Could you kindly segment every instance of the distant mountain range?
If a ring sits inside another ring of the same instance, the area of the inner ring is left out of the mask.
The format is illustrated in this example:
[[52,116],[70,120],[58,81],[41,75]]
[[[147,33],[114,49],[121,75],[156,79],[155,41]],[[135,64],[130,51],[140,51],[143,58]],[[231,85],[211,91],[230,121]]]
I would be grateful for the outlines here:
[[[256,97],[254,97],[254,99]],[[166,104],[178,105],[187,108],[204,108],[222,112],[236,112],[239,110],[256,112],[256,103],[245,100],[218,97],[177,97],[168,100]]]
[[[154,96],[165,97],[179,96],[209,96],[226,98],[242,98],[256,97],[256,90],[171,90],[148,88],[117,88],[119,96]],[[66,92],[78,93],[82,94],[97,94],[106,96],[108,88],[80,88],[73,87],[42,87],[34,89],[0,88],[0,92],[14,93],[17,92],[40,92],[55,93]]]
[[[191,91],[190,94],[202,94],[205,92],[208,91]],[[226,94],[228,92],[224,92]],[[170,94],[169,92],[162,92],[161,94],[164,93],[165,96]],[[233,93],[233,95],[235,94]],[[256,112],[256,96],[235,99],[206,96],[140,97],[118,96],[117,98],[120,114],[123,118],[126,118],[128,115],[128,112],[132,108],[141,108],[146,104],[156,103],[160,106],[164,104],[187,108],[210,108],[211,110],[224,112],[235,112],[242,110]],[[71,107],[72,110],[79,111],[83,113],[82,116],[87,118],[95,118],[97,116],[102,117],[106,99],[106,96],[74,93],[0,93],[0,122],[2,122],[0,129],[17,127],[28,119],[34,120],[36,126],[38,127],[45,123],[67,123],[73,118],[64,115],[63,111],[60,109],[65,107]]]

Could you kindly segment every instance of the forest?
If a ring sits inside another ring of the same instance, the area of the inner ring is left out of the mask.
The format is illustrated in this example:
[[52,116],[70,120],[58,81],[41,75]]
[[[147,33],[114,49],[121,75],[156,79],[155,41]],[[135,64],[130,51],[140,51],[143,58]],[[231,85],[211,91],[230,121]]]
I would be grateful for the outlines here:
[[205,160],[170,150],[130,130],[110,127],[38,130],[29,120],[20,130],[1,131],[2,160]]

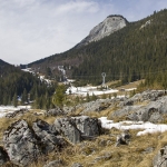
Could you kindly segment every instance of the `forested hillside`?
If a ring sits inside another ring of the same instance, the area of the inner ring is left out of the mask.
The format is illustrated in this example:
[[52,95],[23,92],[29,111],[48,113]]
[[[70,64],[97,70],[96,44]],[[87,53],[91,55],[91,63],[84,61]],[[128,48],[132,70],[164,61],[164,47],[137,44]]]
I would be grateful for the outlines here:
[[47,86],[37,76],[0,60],[0,105],[20,105],[35,101],[36,108],[49,108],[56,85]]
[[100,84],[101,72],[107,80],[124,82],[146,78],[167,70],[167,10],[128,23],[124,29],[86,47],[55,55],[31,63],[32,67],[71,66],[72,78]]

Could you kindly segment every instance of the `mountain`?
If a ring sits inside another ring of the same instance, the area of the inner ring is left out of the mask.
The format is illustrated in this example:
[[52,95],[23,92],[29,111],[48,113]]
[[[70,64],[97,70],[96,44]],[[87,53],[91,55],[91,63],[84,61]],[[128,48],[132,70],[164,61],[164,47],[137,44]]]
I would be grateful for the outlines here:
[[101,40],[102,38],[122,29],[127,26],[127,23],[128,21],[122,16],[109,16],[96,26],[90,31],[89,36],[78,43],[78,47],[89,45],[92,41]]
[[38,76],[24,72],[19,67],[0,59],[0,105],[17,106],[17,98],[21,97],[21,105],[28,100],[36,100],[37,108],[48,108],[53,92],[53,84],[48,87]]
[[154,12],[139,21],[126,23],[100,40],[76,46],[29,66],[40,68],[42,72],[49,68],[57,79],[61,77],[58,66],[63,66],[68,77],[91,84],[101,84],[101,72],[106,72],[106,80],[121,79],[129,82],[166,71],[166,17],[167,9]]

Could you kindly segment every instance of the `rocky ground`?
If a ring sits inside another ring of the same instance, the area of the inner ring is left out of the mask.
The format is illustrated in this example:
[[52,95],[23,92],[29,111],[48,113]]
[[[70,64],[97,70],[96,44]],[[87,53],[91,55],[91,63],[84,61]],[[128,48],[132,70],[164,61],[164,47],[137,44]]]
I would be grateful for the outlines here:
[[[95,117],[96,116],[96,117]],[[167,132],[104,129],[98,117],[167,122],[167,96],[147,90],[131,98],[98,99],[46,112],[1,118],[0,165],[4,167],[166,167]]]

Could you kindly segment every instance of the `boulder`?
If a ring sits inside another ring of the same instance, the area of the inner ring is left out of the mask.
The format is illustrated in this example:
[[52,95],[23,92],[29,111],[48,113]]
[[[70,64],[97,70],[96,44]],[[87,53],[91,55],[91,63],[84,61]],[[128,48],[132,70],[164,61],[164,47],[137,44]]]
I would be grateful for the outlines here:
[[62,148],[67,145],[67,141],[56,131],[51,131],[50,125],[43,120],[37,119],[32,125],[32,129],[43,145],[43,154],[50,153],[55,148]]
[[60,135],[67,137],[71,143],[77,144],[81,141],[81,134],[77,129],[71,118],[58,118],[53,122],[52,129]]
[[164,95],[164,90],[147,90],[141,94],[136,94],[134,97],[125,100],[124,106],[132,106],[135,102],[141,102],[145,100],[156,101]]
[[21,108],[21,109],[18,109],[18,110],[14,110],[13,112],[9,112],[6,115],[7,118],[13,118],[18,115],[23,115],[26,112],[28,112],[29,110],[27,108]]
[[128,118],[135,121],[159,122],[163,120],[163,115],[165,114],[167,114],[167,96],[159,98],[157,101],[151,101],[146,107],[134,111]]
[[61,160],[53,160],[45,165],[43,167],[62,167],[63,164]]
[[27,166],[40,155],[38,140],[24,120],[8,127],[3,135],[3,146],[10,160],[18,166]]
[[153,160],[154,167],[167,167],[167,146],[161,148]]
[[131,136],[128,130],[117,136],[116,147],[119,145],[128,145]]
[[0,146],[0,165],[4,165],[9,160],[8,154],[6,150]]
[[61,108],[59,108],[58,106],[56,106],[56,108],[49,109],[46,112],[46,115],[47,116],[53,116],[53,117],[56,117],[56,116],[62,116],[62,115],[65,115],[65,111]]
[[52,129],[77,144],[82,139],[91,139],[100,134],[100,122],[88,116],[56,119]]
[[143,106],[125,106],[121,109],[114,111],[109,119],[122,118],[129,116],[131,112],[139,110]]
[[84,166],[79,163],[73,163],[71,167],[84,167]]

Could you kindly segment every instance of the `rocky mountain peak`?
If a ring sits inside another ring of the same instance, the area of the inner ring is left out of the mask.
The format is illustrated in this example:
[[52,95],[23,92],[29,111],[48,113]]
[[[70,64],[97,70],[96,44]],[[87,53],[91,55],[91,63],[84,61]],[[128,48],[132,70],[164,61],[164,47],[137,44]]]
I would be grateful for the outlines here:
[[96,26],[78,46],[86,46],[92,41],[98,41],[115,31],[127,26],[127,20],[122,16],[108,16],[102,22]]

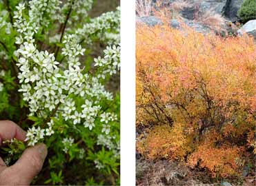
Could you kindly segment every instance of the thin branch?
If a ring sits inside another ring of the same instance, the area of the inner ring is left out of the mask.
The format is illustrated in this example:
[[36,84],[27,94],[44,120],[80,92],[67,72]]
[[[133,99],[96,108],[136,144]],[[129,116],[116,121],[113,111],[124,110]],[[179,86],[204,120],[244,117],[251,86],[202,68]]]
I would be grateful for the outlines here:
[[8,11],[9,12],[10,21],[12,23],[12,25],[13,25],[13,19],[12,19],[12,10],[10,10],[10,8],[9,1],[8,0],[6,0],[4,1],[5,1],[5,3],[6,5],[7,10],[8,10]]
[[[71,12],[72,12],[72,5],[70,6],[70,10],[68,10],[68,14],[67,14],[66,17],[64,25],[61,25],[61,28],[62,28],[62,31],[61,31],[61,38],[59,39],[59,43],[61,43],[62,38],[64,35],[65,30],[66,30],[66,28],[67,26],[68,21],[70,18]],[[55,59],[57,59],[57,57],[58,56],[59,50],[59,46],[57,46],[57,50],[56,50],[56,52],[55,52]]]
[[[8,48],[7,48],[7,46],[6,46],[6,45],[4,43],[3,43],[2,41],[0,41],[0,44],[3,47],[3,48],[6,50],[6,52],[9,54],[10,54],[10,50],[8,50]],[[15,59],[12,57],[12,66],[13,66],[13,68],[14,68],[14,73],[16,73],[16,75],[17,75],[18,74],[18,73],[19,73],[19,70],[18,70],[18,68],[17,68],[17,66],[16,66],[16,64],[15,64]]]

──────────

Starting at the line that contains "Could you kindly segment every instance of the thin" and ending at the last line of the material above, put each line into a Markdown table with the columns Row and Line Text, numbering the rows and skipping blank lines. Include both end lines.

| Row | Line Text |
|---|---|
| 1 | Could you kindly segment every instance of the thin branch? |
| 2 | If a ring sits inside another ring of the same instance, the area of the inner ring is left out of the mask. |
| 3 | The format is illustrated in this example: |
| 4 | [[36,84],[27,94],[44,120],[80,92],[67,72]] |
| 5 | [[[133,99],[96,108],[136,144]],[[129,116],[116,121],[113,111],[124,110]],[[179,86],[204,120],[244,117],[251,86],[202,68]]] |
| 6 | I would be grateful for the outlines here: |
| 7 | [[8,11],[9,12],[10,21],[12,23],[12,25],[13,25],[13,19],[12,19],[12,10],[10,10],[10,8],[9,1],[8,0],[6,0],[4,1],[5,1],[5,3],[6,5],[7,10],[8,10]] |
| 8 | [[[71,12],[72,12],[72,5],[70,6],[70,10],[68,10],[68,14],[67,14],[66,17],[64,25],[61,25],[61,28],[62,28],[62,31],[61,31],[61,38],[59,39],[59,43],[61,43],[62,38],[64,35],[65,30],[66,30],[66,28],[67,26],[68,21],[70,18]],[[55,59],[57,59],[57,57],[58,56],[59,50],[59,46],[57,46],[57,50],[56,50],[56,52],[55,52]]] |
| 9 | [[[8,48],[7,48],[7,46],[6,46],[6,45],[4,43],[3,43],[2,41],[0,41],[0,44],[3,47],[3,48],[6,50],[6,52],[9,54],[10,54],[10,50],[8,50]],[[15,59],[12,57],[12,66],[13,66],[13,68],[14,68],[14,73],[16,73],[16,75],[17,75],[18,74],[18,73],[19,73],[19,70],[18,70],[18,68],[17,68],[17,66],[16,66],[16,64],[15,64]]] |